------ EXTRACT TO READ ------
- Logo of Firqat Ahrar Nawa
- Leaders: Abdullah al‑Qura‘aẓa Major Khaled Hussein Taha Mazen "Abu Walid" Jawad
- Headquarters: Nawa
- Active regions: Daraa Governorate
- Ideology: Opposition / Revolution
- Part of: Free Syrian Army Southern Front Army of the Revolution; ; ;
- Wars: the Syrian Civil War

= Firqat Ahrar Nawa =

Faction of the Free Syrian Army

Firqat Ahrar Nawa (فرقة أحرار نوى, meaning "Free Men of Nawa Brigade") is a Syrian rebel group that operated in the city of Nawa and its surroundings in the Daraa Governorate during the Syrian Civil War. It was affiliated with the Free Syrian Army, and has been publicly identified as one of several local factions to receive covert support from Israel, alongside Fursan al-Joulan, Jaysh al-Ababil, Saif al-Sham Brigade, Jaydour Horan Brigade, Al-Ezz bin Abdul Salam Brigade, Omar Bin Al-Khattab Brigade, Al-Haramein Battalion, Alwiya al-Furqan, Syrian Revolutionaries Front, Jabhat Ansar al-Islam, Ahrar Gathering and others.
------ AVAILABLE DATA ------
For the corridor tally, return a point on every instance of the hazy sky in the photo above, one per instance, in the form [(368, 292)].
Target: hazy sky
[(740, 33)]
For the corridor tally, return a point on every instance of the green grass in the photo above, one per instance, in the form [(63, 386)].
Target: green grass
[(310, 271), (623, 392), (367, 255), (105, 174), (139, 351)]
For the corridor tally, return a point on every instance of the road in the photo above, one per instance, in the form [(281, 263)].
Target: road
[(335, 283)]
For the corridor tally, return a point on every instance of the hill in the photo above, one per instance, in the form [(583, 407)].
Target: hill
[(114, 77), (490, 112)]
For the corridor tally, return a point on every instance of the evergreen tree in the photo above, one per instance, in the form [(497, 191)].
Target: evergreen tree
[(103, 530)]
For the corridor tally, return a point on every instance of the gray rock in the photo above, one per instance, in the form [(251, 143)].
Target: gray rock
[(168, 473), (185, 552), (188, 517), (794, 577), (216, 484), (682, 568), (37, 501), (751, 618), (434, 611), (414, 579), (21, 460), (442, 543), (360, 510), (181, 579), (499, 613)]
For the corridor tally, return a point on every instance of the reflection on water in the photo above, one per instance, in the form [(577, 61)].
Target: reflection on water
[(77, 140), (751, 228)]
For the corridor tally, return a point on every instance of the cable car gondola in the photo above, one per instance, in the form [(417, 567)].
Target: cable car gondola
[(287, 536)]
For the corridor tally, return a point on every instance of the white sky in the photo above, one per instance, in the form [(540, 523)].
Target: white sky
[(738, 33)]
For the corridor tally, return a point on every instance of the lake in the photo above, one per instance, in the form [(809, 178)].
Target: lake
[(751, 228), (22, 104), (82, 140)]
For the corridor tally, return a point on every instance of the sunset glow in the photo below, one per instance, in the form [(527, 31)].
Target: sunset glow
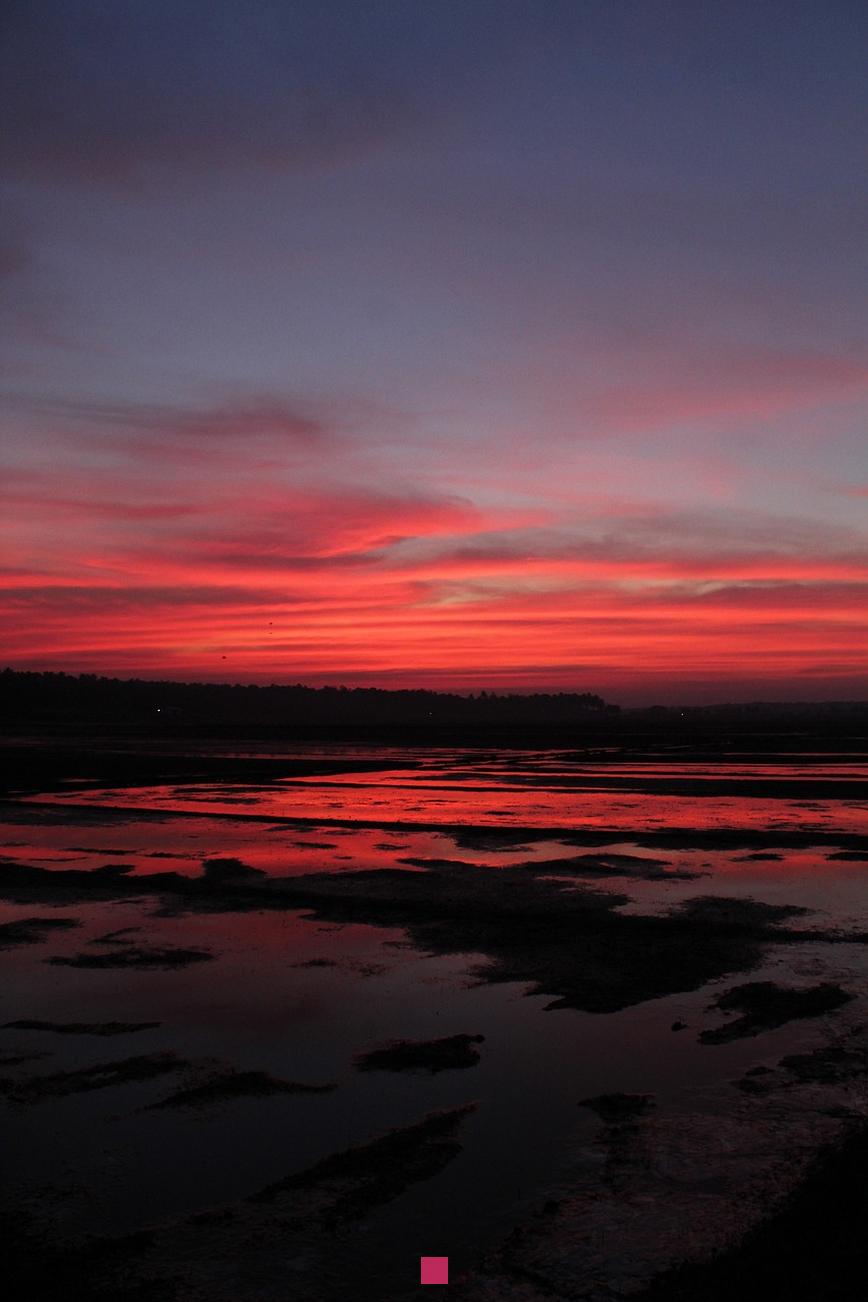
------
#### WHAT YOU HAVE TO DO:
Answer these questions from the article on Firqat Ahrar Nawa:
(a) Where is the group's headquarters?
(b) In which war did the group take part?
(c) What does the group's name mean in English?
The records come from a separate source and are unrelated to the article.

#### EXERCISE RESPONSE:
(a) Nawa
(b) The Syrian Civil War
(c) "Free Men of Nawa Brigade"